*What the task requires*. Transcribe, exactly and in full, every record shown below, while omitting its images.

_ _ _ _ _

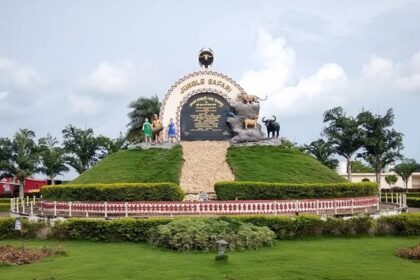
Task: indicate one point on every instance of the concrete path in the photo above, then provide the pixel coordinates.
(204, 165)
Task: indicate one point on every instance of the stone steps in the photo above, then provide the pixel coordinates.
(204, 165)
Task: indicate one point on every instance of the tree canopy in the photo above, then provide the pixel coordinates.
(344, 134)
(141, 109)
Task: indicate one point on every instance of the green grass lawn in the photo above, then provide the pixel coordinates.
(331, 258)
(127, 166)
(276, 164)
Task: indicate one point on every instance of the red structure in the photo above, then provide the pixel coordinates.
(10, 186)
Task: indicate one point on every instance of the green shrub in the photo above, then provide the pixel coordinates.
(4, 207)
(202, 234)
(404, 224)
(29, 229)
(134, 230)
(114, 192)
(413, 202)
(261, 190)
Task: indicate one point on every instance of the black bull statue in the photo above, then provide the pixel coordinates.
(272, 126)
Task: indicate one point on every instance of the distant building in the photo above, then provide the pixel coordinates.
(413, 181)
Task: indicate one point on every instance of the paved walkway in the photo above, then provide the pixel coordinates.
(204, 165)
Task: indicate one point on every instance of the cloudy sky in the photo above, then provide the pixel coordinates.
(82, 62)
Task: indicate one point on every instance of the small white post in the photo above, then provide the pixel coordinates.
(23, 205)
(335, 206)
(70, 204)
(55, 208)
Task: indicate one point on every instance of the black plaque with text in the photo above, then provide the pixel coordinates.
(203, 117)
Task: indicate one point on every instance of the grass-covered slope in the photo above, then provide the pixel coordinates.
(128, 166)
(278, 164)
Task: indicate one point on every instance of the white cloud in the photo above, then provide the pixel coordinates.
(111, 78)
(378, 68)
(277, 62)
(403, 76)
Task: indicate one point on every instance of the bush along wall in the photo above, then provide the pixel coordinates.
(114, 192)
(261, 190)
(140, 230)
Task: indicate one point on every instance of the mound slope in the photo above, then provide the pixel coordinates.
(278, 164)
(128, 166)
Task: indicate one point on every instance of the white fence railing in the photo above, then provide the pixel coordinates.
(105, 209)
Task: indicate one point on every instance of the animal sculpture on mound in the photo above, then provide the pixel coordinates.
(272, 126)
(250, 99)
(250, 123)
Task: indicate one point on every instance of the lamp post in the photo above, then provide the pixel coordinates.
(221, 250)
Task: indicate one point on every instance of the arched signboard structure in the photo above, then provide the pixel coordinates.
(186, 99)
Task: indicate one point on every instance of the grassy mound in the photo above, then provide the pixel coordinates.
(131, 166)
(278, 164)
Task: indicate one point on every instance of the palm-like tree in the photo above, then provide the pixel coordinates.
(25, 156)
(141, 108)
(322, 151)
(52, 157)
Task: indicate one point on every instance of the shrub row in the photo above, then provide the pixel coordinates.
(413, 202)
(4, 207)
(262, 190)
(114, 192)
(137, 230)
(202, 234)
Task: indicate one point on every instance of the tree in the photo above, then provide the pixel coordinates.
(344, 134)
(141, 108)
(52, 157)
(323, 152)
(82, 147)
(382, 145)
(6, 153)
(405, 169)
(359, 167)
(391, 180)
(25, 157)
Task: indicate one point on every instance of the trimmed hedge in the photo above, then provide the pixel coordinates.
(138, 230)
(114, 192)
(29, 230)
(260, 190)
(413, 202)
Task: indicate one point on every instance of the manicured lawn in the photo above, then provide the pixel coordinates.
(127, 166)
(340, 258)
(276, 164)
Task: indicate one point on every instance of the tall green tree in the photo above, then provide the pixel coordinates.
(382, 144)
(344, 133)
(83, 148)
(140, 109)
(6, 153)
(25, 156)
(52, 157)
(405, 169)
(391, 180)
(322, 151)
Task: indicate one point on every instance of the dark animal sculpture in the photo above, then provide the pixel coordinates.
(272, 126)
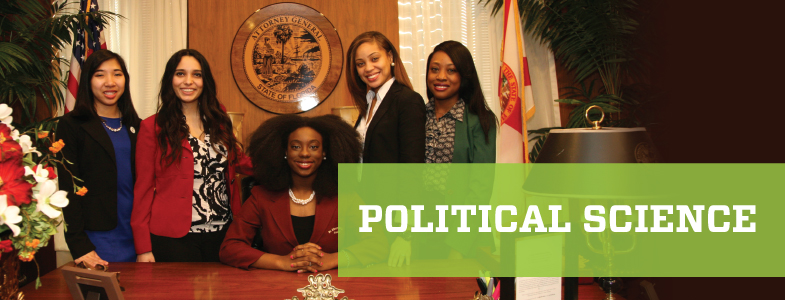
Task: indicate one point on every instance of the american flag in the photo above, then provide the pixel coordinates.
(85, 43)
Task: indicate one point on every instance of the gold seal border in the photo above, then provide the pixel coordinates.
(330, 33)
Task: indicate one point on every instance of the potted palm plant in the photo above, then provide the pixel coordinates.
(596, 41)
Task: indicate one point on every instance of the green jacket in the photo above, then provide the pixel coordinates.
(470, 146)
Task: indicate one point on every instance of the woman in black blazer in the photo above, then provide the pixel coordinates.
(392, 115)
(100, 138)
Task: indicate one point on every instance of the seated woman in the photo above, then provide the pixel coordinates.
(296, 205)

_ _ _ _ _

*Output below*.
Task: indicate one point on every instance of the concrete path in the photo above, then provide the pixel coordinates.
(204, 165)
Task: indicate one point on every instance of the stone steps in the photo above, then provide the pixel coordinates.
(204, 165)
Task: indicate one point on every instance of the tree canopy in the photo above, then provide the pixel coordinates.
(344, 134)
(141, 109)
Task: indicate one point on every instance of the green grass lawn in the photo above, then provide the pixel coordinates.
(331, 258)
(127, 166)
(276, 164)
Task: indicate one point on every instance of the red structure in the photo above, then provide the pixel coordinates.
(10, 186)
Task: indicate one point on every instance of the green shrub in the photo above, then provide the pixel coordinates.
(4, 207)
(202, 234)
(404, 224)
(29, 229)
(134, 230)
(114, 192)
(413, 202)
(261, 190)
Task: indicate one point on every instance of the black bull statue in the photo above, then provide the pixel coordinates.
(272, 126)
Task: indicate one point on every instance of the distant building in the photo above, then provide the pixel coordinates.
(413, 181)
Task: indicate one point on every instance of the paved walkway in the photo above, then provide the pixel coordinates.
(204, 165)
Task: indicate one point on every instance of the cloudy sky in the photo above, then provide the pixel coordinates.
(82, 62)
Task: indicate one point on every instance of the small white post in the photo above, then provide the pixel coordinates.
(23, 205)
(335, 206)
(70, 204)
(55, 208)
Task: indicate one point on every instance of the black plaque with text in the photo above, then provide the pixel coordinates.
(203, 117)
Task: indicate one point on every instance of the grass-covered slope in the photo above, then provide the pixel coordinates.
(128, 166)
(278, 164)
Task: indicate one point on every instance of the white cloud in the photo above, then provide the pixel coordinates.
(111, 78)
(378, 68)
(277, 62)
(403, 76)
Task: indicate one point on every instance of the bush along wall in the photo above, then provide the pixel coordinates.
(114, 192)
(261, 190)
(140, 230)
Task: indicate one point on every instance of the mound slope in the photo above, then provide the pixel coordinates.
(278, 164)
(128, 166)
Task: indicate one point on every instance of the white fence railing in the photo above, then provide the pixel coordinates.
(105, 209)
Task: indicate one point on every instance of the animal sculpture on mound in the photo above, then provide the pixel coordinates.
(272, 126)
(250, 99)
(250, 123)
Task: indicate one point on every instance of the lamp post in the photo above, then provide the pixel coordinates.
(221, 250)
Task: indicate one point on every instance of the arched signboard structure in the photo above, then provide the pixel coordinates.
(186, 99)
Task: indicate one point on every instance of the grassy mound in the photo above, then provide the pixel coordinates.
(131, 166)
(278, 164)
Task: indicate one point on every instance of the palm-like tree in the photo above, then provide the pixel coordinates.
(25, 156)
(141, 108)
(322, 151)
(52, 157)
Task: indicate one point on every instance of the shrub row in the photo above, then provide the pixel coordinates.
(413, 202)
(4, 207)
(262, 190)
(114, 192)
(137, 230)
(202, 234)
Task: indicate one point on every instance of the tree in the photo above, then provide the pixel coordinates.
(344, 134)
(141, 108)
(52, 157)
(323, 152)
(82, 147)
(382, 145)
(6, 153)
(405, 169)
(359, 167)
(391, 180)
(25, 157)
Task: indicate one point on every instance of the trimmed hedge in the photo above, then provide the pixel coordinates.
(138, 230)
(114, 192)
(29, 230)
(260, 190)
(413, 202)
Task: indicate one point on every instance of the manicured lawn in the photo above, then provide the pixel coordinates.
(127, 166)
(340, 258)
(276, 164)
Task: indicate one point on every instance of the tall green tree in the photo above, then provide the pixel coordinates.
(382, 144)
(344, 133)
(83, 148)
(140, 109)
(6, 153)
(25, 156)
(52, 157)
(405, 169)
(391, 180)
(322, 151)
Task: indicate one point on every instance of the dark animal sculpture in the photo above, then provide the pixel coordinates.
(272, 126)
Task: indicate one point on every instance of the american flag in the photo above, then provide the pixel coordinates.
(85, 43)
Task: indicate one point on every instance of the gold seal border in the photo above, then provide the pixel coordinates.
(330, 33)
Task: indicate one point on every instance of the potted palm plant in the photo above, then provide the pixel coordinates.
(596, 41)
Task: indicate one point on every instance of the green jacket in the photo above, then provide the pixel coordinates.
(470, 146)
Task: indicate one point on every instance of the woman in black blazer in the photo above, then provide the pixel coordinates.
(392, 115)
(100, 138)
Task: indicate one point on every instance of the seated woman in the photo above, then provide the pixel coordinates.
(296, 205)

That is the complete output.